--- Data in this exercise ---

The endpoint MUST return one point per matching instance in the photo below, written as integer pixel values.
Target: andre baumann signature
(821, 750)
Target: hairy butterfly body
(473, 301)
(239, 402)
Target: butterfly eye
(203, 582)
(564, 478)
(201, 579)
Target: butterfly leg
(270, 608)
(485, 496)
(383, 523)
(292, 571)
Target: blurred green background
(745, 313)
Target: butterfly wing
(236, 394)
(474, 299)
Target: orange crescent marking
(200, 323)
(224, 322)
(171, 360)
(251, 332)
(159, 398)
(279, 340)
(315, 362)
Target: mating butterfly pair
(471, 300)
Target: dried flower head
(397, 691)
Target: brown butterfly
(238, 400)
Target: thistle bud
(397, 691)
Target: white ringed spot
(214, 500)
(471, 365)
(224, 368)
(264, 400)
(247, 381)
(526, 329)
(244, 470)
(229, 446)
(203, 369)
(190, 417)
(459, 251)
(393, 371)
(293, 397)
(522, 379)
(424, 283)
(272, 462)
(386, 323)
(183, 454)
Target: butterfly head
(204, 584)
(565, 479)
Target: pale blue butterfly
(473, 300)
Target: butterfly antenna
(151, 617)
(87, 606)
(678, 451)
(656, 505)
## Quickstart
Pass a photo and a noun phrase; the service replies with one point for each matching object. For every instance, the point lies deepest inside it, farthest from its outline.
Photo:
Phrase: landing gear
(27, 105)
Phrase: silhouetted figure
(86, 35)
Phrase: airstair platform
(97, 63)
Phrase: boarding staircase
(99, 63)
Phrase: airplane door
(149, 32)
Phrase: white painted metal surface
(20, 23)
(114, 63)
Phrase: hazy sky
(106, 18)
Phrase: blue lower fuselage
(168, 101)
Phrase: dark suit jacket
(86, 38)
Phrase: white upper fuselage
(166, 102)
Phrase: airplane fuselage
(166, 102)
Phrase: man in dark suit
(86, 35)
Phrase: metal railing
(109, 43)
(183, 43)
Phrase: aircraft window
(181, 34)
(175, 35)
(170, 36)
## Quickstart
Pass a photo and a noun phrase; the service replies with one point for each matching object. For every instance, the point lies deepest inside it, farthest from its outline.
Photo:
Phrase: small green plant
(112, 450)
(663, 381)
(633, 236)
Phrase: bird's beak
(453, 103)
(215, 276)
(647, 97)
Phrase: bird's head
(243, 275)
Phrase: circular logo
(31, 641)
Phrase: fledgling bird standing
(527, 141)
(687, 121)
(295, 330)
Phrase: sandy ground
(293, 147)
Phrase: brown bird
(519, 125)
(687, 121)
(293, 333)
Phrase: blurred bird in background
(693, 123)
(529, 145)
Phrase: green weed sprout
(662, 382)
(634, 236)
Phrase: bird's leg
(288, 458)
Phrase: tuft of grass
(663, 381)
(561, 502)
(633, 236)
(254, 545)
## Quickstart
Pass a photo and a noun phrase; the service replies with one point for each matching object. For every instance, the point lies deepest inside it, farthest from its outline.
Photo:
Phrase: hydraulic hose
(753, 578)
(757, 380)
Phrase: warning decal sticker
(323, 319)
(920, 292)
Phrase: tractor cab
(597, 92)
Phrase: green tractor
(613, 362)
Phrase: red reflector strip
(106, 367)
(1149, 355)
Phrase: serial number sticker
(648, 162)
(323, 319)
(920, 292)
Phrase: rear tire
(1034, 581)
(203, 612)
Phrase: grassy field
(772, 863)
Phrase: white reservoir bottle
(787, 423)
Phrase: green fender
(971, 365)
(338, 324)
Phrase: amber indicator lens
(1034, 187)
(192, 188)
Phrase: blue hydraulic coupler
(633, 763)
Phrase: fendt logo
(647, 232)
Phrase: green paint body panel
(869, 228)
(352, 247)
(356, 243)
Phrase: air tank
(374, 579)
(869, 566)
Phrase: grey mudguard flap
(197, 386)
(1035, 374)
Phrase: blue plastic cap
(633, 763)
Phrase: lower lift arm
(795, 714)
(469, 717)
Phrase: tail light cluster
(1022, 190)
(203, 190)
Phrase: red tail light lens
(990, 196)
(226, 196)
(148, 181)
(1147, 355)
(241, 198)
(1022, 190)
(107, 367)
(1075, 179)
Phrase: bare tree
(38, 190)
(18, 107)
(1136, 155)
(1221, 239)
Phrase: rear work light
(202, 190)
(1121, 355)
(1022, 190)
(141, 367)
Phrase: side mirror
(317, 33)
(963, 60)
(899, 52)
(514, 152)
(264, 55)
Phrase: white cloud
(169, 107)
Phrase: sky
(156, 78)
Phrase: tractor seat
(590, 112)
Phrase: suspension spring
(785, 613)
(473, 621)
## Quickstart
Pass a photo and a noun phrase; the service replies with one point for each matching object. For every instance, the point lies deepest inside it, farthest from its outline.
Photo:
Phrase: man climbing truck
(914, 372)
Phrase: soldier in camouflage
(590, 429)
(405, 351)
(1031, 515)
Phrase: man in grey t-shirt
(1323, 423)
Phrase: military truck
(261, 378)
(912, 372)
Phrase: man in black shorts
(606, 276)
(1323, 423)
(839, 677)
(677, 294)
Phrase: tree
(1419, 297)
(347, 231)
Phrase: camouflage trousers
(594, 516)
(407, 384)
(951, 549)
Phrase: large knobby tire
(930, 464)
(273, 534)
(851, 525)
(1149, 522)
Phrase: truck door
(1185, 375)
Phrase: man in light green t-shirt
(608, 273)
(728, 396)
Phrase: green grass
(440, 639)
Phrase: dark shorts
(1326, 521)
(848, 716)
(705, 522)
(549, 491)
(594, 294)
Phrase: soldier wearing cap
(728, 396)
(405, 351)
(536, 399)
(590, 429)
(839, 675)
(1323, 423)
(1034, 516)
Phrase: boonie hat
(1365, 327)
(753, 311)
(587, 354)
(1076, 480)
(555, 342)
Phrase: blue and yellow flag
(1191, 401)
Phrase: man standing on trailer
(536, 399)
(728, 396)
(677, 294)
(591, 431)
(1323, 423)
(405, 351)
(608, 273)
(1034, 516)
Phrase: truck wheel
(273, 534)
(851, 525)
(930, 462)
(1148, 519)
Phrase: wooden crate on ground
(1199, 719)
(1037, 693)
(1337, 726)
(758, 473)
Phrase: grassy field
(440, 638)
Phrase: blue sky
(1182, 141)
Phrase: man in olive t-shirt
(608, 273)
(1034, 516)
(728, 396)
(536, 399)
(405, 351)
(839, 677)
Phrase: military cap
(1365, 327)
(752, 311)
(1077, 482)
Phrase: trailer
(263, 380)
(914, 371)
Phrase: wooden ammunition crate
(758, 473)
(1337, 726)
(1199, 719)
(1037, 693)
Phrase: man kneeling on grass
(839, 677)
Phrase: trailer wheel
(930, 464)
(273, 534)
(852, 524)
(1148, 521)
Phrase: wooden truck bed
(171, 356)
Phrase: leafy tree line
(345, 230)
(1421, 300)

---

Problem statement.
Update the entries from the line containing "Phrase: large knobby tire" through the end of the entries, swapping "wooden" for "timber" and leaving everything else as it is.

Task response.
Phrase: large knobby tire
(930, 464)
(273, 534)
(851, 525)
(1149, 522)
Phrase: truck door
(1185, 375)
Phrase: man in light green t-shirt
(608, 273)
(728, 396)
Phrase: green grass
(440, 639)
Phrase: dark shorts
(1326, 521)
(848, 716)
(705, 522)
(549, 491)
(594, 294)
Phrase: soldier wearing cap
(728, 396)
(405, 351)
(536, 399)
(590, 429)
(839, 675)
(1323, 423)
(1034, 516)
Phrase: boonie hat
(1365, 327)
(753, 311)
(587, 354)
(1076, 480)
(555, 342)
Phrase: blue and yellow flag
(1191, 401)
Phrase: man standing on trailer
(536, 399)
(728, 396)
(677, 294)
(591, 431)
(1323, 423)
(405, 351)
(608, 273)
(1034, 516)
Phrase: truck wheel
(273, 534)
(851, 525)
(930, 462)
(1148, 519)
Phrase: timber crate on ground
(1199, 719)
(1037, 693)
(1337, 726)
(758, 473)
Phrase: grassy field
(440, 638)
Phrase: blue sky
(1182, 141)
Phrase: man in olive t-shirt
(608, 273)
(1034, 516)
(728, 396)
(536, 399)
(405, 351)
(839, 677)
Phrase: military cap
(1365, 327)
(752, 311)
(1077, 482)
Phrase: trailer
(263, 380)
(914, 371)
Phrase: timber ammunition crate
(758, 473)
(1337, 726)
(1199, 719)
(1037, 693)
Phrase: man kneeling on grass
(839, 677)
Phrase: trailer wheel
(930, 464)
(273, 534)
(852, 524)
(1148, 521)
Phrase: timber truck bed
(171, 356)
Phrase: leafy tree line
(345, 230)
(1421, 300)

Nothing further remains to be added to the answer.